> _REQUEST_
Rewrite the items from the line containing "DETECT purple sky" through the line containing "(298, 301), (382, 340)", inclusive, as a numbered list with blank lines omitted. Leave out all other items.

> _MATERIAL FOR THIS TASK_

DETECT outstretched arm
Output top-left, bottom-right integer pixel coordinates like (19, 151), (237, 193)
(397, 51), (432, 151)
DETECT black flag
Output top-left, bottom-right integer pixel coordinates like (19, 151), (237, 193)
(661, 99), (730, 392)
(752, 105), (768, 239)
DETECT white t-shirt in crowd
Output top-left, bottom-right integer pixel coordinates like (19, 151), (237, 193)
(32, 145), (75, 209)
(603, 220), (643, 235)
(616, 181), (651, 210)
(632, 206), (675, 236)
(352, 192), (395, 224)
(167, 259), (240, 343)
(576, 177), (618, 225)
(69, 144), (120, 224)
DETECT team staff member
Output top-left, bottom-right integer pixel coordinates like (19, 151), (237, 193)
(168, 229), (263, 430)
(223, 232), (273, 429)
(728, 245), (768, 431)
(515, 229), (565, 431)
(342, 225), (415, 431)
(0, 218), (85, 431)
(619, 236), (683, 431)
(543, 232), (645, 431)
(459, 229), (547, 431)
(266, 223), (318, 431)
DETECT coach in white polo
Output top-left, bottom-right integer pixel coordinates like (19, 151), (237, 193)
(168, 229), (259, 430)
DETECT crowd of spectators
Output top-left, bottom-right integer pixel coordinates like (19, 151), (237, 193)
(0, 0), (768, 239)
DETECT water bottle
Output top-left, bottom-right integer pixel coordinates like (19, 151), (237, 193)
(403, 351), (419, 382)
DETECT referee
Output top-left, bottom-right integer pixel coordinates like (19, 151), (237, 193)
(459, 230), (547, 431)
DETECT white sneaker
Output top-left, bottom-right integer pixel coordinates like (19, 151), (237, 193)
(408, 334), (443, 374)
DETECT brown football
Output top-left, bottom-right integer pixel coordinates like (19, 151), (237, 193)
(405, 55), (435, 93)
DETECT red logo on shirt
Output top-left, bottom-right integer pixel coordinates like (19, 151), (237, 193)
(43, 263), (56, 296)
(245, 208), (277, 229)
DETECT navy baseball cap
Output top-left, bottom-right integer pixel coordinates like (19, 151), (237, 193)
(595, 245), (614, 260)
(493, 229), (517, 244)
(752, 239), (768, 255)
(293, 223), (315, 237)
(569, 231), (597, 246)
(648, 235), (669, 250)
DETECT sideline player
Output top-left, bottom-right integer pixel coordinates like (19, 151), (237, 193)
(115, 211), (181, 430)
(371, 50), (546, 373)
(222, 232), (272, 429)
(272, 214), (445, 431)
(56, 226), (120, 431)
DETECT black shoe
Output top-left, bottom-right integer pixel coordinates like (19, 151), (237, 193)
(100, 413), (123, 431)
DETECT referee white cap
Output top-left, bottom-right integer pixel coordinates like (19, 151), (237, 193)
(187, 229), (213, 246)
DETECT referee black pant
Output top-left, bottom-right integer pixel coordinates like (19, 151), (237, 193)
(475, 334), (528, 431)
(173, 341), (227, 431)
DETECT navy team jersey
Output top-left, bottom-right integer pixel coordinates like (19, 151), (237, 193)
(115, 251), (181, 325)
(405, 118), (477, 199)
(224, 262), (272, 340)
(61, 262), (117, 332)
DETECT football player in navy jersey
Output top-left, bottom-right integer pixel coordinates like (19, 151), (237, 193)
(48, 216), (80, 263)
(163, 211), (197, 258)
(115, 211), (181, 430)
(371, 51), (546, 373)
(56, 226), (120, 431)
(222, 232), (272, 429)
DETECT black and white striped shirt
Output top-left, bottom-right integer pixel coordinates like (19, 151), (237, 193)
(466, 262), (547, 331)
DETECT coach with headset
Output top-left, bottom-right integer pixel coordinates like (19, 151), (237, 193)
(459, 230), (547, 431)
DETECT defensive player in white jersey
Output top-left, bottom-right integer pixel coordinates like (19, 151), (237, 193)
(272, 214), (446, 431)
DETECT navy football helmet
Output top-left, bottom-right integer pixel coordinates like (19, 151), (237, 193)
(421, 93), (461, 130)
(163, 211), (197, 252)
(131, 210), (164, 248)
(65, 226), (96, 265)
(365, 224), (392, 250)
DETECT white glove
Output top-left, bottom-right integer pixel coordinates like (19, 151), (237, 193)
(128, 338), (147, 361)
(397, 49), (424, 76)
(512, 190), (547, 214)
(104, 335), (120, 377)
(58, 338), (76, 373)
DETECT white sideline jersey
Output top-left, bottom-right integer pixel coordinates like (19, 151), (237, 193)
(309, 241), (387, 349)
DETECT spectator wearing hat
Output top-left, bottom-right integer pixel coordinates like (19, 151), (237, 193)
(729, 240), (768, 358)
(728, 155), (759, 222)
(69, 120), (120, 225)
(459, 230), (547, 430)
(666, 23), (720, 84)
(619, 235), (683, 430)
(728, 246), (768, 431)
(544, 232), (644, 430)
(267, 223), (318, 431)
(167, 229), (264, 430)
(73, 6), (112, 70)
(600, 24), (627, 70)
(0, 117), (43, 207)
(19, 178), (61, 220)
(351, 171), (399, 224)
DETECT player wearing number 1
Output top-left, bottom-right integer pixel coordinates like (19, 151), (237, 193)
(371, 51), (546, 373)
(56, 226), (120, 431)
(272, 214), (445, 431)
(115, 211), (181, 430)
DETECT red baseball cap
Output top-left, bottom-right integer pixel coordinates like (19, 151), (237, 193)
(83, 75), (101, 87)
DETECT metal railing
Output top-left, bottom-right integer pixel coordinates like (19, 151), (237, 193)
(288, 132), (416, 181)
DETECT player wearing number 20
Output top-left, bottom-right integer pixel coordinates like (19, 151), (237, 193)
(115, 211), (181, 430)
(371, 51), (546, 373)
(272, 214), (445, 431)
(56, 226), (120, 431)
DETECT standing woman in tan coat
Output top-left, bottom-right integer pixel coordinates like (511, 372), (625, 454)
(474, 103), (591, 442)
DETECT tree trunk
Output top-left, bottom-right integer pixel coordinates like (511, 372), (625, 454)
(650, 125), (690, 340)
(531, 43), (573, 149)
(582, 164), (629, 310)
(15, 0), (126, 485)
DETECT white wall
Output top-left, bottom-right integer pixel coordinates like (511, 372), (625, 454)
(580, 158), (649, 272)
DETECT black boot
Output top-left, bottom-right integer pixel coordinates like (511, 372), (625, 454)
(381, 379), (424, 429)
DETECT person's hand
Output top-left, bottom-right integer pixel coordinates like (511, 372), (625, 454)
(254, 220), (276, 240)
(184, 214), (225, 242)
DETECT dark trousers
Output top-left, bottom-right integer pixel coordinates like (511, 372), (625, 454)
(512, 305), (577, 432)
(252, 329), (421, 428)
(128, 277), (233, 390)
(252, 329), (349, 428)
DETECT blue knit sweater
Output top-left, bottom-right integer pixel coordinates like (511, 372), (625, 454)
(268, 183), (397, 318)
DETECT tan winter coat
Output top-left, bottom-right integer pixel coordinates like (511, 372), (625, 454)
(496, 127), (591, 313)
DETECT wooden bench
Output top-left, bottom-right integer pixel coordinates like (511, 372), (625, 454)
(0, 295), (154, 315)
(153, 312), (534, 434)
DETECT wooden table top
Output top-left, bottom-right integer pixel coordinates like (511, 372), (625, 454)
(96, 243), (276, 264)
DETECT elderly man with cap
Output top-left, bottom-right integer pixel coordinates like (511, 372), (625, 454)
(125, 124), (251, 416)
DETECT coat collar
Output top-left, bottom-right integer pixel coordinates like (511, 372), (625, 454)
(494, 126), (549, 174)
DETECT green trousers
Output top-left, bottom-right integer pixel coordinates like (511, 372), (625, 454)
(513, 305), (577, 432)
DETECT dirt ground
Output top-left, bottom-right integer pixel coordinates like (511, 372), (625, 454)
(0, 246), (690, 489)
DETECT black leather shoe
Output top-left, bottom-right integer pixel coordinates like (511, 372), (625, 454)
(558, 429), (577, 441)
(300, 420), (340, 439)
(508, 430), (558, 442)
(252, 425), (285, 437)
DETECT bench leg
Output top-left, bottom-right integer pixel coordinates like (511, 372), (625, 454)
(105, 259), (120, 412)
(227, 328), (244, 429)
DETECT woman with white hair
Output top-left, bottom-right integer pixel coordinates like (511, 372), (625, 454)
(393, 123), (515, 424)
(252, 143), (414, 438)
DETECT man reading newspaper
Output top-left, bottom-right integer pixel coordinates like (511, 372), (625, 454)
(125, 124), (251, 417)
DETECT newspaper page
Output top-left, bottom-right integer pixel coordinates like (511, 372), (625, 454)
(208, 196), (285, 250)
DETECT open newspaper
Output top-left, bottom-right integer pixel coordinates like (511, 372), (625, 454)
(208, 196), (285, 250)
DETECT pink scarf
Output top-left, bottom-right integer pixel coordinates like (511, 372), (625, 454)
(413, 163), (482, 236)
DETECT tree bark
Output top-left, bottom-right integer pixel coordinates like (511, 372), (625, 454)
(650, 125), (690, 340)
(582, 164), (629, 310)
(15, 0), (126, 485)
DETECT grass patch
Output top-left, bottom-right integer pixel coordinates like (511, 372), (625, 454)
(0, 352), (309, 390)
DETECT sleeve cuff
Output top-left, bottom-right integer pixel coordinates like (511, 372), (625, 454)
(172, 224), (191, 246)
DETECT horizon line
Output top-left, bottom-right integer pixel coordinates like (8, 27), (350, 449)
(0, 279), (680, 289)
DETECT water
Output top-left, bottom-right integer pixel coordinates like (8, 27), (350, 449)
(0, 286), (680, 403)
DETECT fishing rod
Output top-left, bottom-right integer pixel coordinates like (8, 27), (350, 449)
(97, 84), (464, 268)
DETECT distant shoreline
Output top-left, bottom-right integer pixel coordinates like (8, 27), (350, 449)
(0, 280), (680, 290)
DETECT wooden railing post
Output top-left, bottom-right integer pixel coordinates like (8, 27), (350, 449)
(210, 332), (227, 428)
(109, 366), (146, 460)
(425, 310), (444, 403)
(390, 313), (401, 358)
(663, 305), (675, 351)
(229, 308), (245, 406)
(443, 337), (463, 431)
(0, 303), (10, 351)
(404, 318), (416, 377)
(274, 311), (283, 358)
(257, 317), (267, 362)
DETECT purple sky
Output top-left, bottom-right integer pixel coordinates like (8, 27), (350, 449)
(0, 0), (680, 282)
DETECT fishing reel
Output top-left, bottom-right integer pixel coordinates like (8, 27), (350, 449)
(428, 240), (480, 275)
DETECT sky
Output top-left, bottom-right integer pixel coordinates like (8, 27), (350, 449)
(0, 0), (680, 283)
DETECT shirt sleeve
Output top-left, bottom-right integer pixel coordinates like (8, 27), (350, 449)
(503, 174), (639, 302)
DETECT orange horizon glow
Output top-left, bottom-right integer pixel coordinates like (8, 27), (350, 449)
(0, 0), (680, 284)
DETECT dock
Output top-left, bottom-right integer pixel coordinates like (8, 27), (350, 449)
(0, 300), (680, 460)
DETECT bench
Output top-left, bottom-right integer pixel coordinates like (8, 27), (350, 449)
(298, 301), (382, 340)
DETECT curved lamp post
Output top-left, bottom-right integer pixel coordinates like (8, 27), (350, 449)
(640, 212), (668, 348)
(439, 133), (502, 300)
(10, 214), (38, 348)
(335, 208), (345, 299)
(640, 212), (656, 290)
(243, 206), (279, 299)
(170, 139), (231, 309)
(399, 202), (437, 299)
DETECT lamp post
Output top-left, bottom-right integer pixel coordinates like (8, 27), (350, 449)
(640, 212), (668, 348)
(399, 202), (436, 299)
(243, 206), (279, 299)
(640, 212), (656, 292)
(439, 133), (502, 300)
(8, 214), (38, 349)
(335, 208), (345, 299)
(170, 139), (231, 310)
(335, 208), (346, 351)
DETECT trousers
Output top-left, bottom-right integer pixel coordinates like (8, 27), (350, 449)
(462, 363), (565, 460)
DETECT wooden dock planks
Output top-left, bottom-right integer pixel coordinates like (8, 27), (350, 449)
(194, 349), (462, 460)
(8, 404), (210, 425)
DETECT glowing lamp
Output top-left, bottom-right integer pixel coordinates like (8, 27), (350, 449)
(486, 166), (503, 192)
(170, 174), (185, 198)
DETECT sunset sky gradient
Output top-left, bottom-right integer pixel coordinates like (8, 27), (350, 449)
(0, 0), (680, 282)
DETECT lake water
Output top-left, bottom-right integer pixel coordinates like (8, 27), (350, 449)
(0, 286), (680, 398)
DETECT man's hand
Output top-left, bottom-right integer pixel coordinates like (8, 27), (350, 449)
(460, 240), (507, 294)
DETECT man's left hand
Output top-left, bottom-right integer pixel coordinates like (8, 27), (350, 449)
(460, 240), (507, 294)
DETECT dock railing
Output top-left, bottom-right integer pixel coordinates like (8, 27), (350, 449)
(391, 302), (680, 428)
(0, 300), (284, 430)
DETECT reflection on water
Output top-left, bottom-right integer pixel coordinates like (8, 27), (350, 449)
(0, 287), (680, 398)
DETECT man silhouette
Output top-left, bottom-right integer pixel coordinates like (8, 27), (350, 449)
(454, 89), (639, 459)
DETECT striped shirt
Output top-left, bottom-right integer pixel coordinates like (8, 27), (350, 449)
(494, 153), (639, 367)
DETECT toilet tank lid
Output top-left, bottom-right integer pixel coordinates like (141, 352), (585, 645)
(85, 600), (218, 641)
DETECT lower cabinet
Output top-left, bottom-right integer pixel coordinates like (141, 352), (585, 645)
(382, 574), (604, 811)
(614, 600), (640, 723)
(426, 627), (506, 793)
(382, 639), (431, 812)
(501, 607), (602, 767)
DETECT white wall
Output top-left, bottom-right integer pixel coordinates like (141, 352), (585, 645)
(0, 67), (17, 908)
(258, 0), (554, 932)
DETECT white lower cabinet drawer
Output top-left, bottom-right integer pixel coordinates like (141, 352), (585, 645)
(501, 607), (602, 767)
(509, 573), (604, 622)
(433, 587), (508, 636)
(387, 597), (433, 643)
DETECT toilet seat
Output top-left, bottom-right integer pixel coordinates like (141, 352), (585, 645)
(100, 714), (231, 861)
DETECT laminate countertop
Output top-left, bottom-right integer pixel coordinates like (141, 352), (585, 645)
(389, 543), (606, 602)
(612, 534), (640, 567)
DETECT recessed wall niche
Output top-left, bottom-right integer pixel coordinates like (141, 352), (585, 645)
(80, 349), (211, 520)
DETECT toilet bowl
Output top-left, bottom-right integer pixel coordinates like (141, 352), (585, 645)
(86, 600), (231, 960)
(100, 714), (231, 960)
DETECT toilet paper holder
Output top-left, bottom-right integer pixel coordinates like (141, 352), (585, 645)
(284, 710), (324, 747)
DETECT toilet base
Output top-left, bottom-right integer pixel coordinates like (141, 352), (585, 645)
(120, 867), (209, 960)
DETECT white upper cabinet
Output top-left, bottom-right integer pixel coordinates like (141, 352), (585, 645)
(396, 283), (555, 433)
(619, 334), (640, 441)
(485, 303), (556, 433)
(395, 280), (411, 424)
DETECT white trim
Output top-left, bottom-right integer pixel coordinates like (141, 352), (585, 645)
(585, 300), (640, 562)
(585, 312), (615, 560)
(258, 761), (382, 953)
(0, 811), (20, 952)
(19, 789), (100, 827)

> _ANSWER FOR THE TASK_
1. DETECT purple sky
2. Output top-left, bottom-right integer pixel coordinates like (8, 27), (350, 449)
3. (0, 0), (680, 282)
4. DETECT fishing reel
5. Output top-left, bottom-right integer pixel coordinates like (8, 27), (350, 449)
6. (428, 240), (480, 275)
7. DETECT sky
8. Output top-left, bottom-right integer pixel coordinates like (8, 27), (350, 449)
9. (0, 0), (680, 283)
10. DETECT shirt sleeve
11. Output top-left, bottom-right integer pixel coordinates like (8, 27), (350, 449)
12. (503, 174), (639, 302)
13. DETECT orange horizon glow
14. Output top-left, bottom-right integer pixel coordinates like (8, 27), (350, 449)
15. (0, 0), (680, 284)
16. DETECT dock
17. Output top-left, bottom-right integer pixel coordinates like (8, 27), (350, 449)
18. (0, 300), (680, 460)
19. DETECT bench
20. Output top-left, bottom-right integer pixel coordinates like (8, 27), (350, 449)
21. (298, 301), (382, 340)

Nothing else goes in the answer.